DESCRIPTION OF THE TASK: Could the data below be retyped exactly, without its pictures?

SUPPLIED DATA:

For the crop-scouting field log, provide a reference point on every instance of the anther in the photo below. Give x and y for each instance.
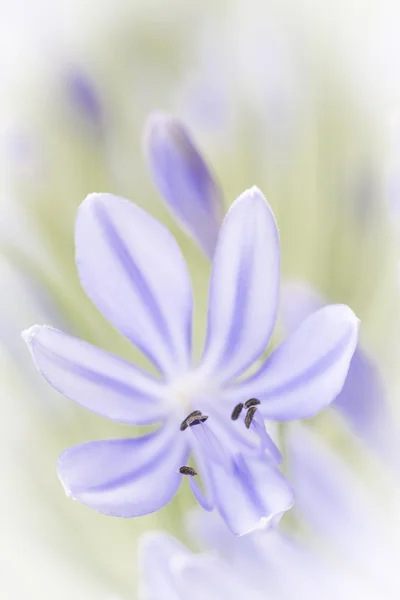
(185, 423)
(249, 416)
(252, 402)
(187, 471)
(236, 411)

ANSWER TO THIS TASK:
For the crop-scouting field log, provide a reference point on every instance of the anther in the photo below. Give x and y for each instance.
(185, 423)
(249, 416)
(252, 402)
(187, 471)
(236, 411)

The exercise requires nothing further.